What is faster, abs(x) or x^2?

I need to compare many values to one. What would be faster:

Option A:

for i = 1 : N 
    if abs(arr[i]) > someValue
        doSomething(i);
    end
end

Option B:

someValueSquared = someValue^2;

for i = 1 : N 
    if arr[i] ^ 2 > someValueSquared
        doSomething(i);
    end
end

For me it’s an inner loop over the same big array and comparison is made WAY more often than doSomething(i). Which one should I choose?

The operations are too fast to directly benchmark them with BenchmarkTools.

Hi, @azadoroz, welcome to this forum!

Actually, with a enough size it could be measured:

using BenchmarkTools

function main() # It is good to measure performance in functions
    M = rand(5_000_000); # Random vector of 5M values
    result = similar(M); # Reserve memory for the output
    @btime map!(abs, result, M); # Time for abs 
    @btime map!(x->x^2, result, M); # Time for ^2
    return # It is like return nothing, to avoid return a vector
end
main()

Actually, the times are very similar, so it does not matter. Anyway, each one of then do a completely different operation. If you have considering it for measuring errors or distances, it is better to use specific packages (but it could be great to learn).

If you are working with complex numbers then it’s better to use abs2

Hi, @dmolina, thank you!

You are right, it is all about measuring distances, but it’s not about calculating them (I mean, there is pretty much nothing new can be done here, squares are squares), the part I was concerned about is comparing.

Still, it seems weird to me. Square means calling function that calculates power, x*x would mean multiplication - OK, Julia knows that my power is integer so these two could be similar. But abs, that should check a certain bit and flip it if true (or just set it to false if this is faster), it should be a completely different story. I did run similar benchmark, but I thought that something else is time-consuming, like memory usage, and that leads to such similar benchmarks.

» **Written tasks**:
A) Reproduce the forum thread on abs(x) versus x^2 in full, with no changes.
B) List every line in the entries below that contains the string "keys".

» **Boundary annotation entries**:
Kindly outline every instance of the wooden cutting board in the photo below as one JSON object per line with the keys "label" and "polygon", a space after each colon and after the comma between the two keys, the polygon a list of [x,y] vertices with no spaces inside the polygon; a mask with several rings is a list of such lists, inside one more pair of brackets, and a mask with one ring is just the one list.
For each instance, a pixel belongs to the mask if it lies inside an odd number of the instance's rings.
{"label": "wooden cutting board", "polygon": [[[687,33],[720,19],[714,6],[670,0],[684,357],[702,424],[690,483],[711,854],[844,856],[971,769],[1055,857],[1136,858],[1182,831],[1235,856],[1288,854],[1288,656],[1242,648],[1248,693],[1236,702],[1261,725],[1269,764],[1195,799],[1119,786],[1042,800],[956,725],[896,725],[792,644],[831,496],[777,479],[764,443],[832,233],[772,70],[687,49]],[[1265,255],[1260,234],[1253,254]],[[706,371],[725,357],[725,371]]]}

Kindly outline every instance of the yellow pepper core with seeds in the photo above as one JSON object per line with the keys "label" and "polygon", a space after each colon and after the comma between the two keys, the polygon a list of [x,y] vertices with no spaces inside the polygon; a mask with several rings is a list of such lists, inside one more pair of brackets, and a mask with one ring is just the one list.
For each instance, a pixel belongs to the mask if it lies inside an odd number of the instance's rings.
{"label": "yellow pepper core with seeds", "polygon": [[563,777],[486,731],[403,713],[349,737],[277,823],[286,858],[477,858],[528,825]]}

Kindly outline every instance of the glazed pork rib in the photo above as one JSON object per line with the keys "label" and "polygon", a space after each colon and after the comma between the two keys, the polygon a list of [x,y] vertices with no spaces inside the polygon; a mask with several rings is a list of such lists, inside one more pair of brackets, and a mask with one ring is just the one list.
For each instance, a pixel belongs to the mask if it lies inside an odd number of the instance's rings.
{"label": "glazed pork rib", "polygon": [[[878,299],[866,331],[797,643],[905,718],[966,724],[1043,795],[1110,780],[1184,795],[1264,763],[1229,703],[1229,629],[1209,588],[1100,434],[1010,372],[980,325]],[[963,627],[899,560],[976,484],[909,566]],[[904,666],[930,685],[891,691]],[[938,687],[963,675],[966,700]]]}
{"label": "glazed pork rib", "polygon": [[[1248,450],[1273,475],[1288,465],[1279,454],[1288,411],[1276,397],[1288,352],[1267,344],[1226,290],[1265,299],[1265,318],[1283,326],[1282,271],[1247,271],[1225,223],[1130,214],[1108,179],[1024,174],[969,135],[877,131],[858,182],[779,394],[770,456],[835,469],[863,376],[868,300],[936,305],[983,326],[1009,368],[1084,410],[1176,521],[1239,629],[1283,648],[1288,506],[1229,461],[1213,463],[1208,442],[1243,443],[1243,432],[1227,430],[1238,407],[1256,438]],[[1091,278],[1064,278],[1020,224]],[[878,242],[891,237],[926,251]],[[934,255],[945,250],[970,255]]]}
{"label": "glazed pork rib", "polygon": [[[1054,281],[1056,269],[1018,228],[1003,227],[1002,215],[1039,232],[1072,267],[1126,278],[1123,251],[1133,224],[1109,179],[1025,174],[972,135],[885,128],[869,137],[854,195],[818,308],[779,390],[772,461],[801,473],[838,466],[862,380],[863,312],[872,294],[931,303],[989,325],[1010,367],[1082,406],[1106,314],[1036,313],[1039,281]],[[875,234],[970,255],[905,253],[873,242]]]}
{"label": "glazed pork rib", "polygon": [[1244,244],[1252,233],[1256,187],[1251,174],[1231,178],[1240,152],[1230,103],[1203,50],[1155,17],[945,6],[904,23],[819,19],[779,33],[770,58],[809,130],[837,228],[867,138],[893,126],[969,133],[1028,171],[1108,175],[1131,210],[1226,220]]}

» **Outputs for the tasks**:
A)
What is faster, abs(x) or x^2?

I need to compare many values to one. What would be faster:

Option A:

for i = 1 : N 
    if abs(arr[i]) > someValue
        doSomething(i);
    end
end

Option B:

someValueSquared = someValue^2;

for i = 1 : N 
    if arr[i] ^ 2 > someValueSquared
        doSomething(i);
    end
end

For me it’s an inner loop over the same big array and comparison is made WAY more often than doSomething(i). Which one should I choose?

The operations are too fast to directly benchmark them with BenchmarkTools.

Hi, @azadoroz, welcome to this forum!

Actually, with a enough size it could be measured:

using BenchmarkTools

function main() # It is good to measure performance in functions
    M = rand(5_000_000); # Random vector of 5M values
    result = similar(M); # Reserve memory for the output
    @btime map!(abs, result, M); # Time for abs 
    @btime map!(x->x^2, result, M); # Time for ^2
    return # It is like return nothing, to avoid return a vector
end
main()

Actually, the times are very similar, so it does not matter. Anyway, each one of then do a completely different operation. If you have considering it for measuring errors or distances, it is better to use specific packages (but it could be great to learn).

If you are working with complex numbers then it’s better to use abs2

Hi, @dmolina, thank you!

You are right, it is all about measuring distances, but it’s not about calculating them (I mean, there is pretty much nothing new can be done here, squares are squares), the part I was concerned about is comparing.

Still, it seems weird to me. Square means calling function that calculates power, x*x would mean multiplication - OK, Julia knows that my power is integer so these two could be similar. But abs, that should check a certain bit and flip it if true (or just set it to false if this is faster), it should be a completely different story. I did run similar benchmark, but I thought that something else is time-consuming, like memory usage, and that leads to such similar benchmarks.

B)
Kindly outline every instance of the wooden cutting board in the photo below as one JSON object per line with the keys "label" and "polygon", a space after each colon and after the comma between the two keys, the polygon a list of [x,y] vertices with no spaces inside the polygon; a mask with several rings is a list of such lists, inside one more pair of brackets, and a mask with one ring is just the one list.
Kindly outline every instance of the yellow pepper core with seeds in the photo above as one JSON object per line with the keys "label" and "polygon", a space after each colon and after the comma between the two keys, the polygon a list of [x,y] vertices with no spaces inside the polygon; a mask with several rings is a list of such lists, inside one more pair of brackets, and a mask with one ring is just the one list.
Kindly outline every instance of the glazed pork rib in the photo above as one JSON object per line with the keys "label" and "polygon", a space after each colon and after the comma between the two keys, the polygon a list of [x,y] vertices with no spaces inside the polygon; a mask with several rings is a list of such lists, inside one more pair of brackets, and a mask with one ring is just the one list.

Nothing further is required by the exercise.